§ DATA SECTION:

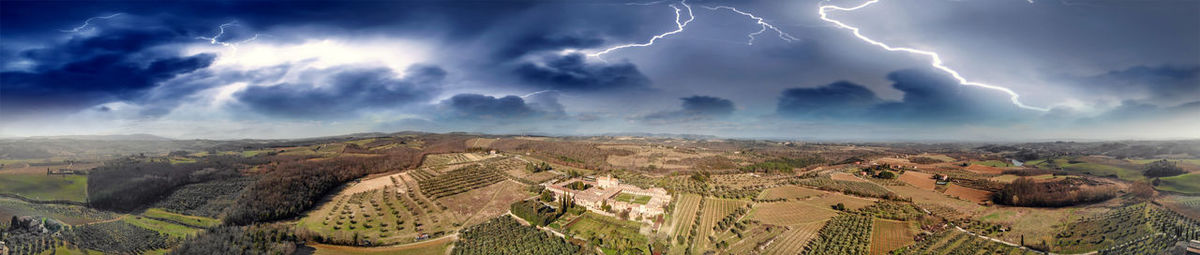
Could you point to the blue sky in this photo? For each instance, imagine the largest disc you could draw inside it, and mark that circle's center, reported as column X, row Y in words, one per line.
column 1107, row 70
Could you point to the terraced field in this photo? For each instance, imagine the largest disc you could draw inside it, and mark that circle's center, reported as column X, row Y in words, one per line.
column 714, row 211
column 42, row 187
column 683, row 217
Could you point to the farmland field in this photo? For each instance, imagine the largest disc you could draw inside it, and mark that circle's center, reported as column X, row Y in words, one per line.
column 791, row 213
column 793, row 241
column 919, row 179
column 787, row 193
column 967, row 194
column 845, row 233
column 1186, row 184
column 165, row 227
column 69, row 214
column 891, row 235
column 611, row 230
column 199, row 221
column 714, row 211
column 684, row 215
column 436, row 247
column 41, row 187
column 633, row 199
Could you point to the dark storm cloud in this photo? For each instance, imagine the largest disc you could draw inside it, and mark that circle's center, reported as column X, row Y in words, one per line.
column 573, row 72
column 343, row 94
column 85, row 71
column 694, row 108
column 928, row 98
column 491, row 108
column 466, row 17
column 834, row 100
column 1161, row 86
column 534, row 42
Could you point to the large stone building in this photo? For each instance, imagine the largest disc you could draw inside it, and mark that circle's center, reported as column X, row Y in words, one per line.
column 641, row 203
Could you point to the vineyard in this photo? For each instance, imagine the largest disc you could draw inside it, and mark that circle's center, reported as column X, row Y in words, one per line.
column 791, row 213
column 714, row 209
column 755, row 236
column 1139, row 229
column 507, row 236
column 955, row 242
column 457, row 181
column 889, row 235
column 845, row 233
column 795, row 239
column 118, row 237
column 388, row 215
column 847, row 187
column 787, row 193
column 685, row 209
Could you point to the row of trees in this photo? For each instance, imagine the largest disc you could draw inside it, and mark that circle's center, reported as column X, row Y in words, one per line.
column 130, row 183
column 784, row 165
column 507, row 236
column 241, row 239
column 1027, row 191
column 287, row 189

...

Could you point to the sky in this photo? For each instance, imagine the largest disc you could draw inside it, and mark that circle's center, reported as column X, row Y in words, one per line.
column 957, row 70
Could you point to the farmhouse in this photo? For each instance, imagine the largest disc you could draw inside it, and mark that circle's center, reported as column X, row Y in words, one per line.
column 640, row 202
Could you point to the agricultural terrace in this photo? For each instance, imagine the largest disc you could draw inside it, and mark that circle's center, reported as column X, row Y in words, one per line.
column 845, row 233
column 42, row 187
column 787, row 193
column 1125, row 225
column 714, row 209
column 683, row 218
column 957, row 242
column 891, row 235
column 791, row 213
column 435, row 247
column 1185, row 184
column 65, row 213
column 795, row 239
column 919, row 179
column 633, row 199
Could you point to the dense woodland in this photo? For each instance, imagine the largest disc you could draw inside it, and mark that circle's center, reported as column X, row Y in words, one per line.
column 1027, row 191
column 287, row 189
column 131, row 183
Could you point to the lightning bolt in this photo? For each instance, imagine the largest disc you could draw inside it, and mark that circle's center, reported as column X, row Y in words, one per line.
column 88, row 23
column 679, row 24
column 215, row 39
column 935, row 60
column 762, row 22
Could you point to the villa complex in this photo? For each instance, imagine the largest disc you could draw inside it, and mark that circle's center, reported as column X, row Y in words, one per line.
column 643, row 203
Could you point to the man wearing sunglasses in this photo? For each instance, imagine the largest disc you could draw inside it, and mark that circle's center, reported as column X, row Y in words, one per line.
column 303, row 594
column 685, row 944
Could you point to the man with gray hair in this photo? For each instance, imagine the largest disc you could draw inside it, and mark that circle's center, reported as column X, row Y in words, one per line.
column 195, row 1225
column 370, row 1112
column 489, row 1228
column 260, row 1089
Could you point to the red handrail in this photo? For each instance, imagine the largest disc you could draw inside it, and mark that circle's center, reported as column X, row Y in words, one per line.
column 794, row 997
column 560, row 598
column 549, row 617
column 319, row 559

§ EXERCISE DIRECTIONS: List every line in the material above that contains the word "field", treating uppercase and lowercase as different.

§ ANSWER TO THE PROBLEM:
Could you point to the terraced field in this photo? For each instance, imagine the largest disc you could draw inside it, and mark that circle's center, reported as column X, row Y in words, one per line.
Could you point to the farmland field in this photo? For each instance, imagine the largest disc you could draw inside it, and mark that circle's center, reported as column X, row Y in words, one per line.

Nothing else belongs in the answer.